╔══

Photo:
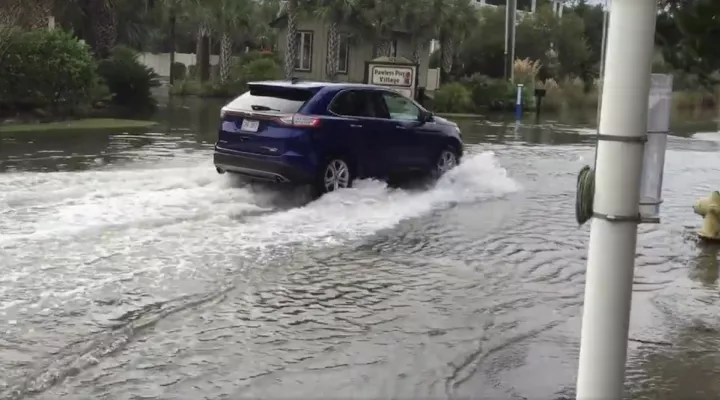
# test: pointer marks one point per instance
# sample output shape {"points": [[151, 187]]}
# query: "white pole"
{"points": [[602, 59], [611, 255]]}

╚══

- **Problem statement**
Set down the data exactly as it appears, without any images.

- **Answer space**
Photo:
# test: pointer marks one point per instance
# sample output shape {"points": [[151, 187]]}
# query: "white pole"
{"points": [[602, 59], [611, 255]]}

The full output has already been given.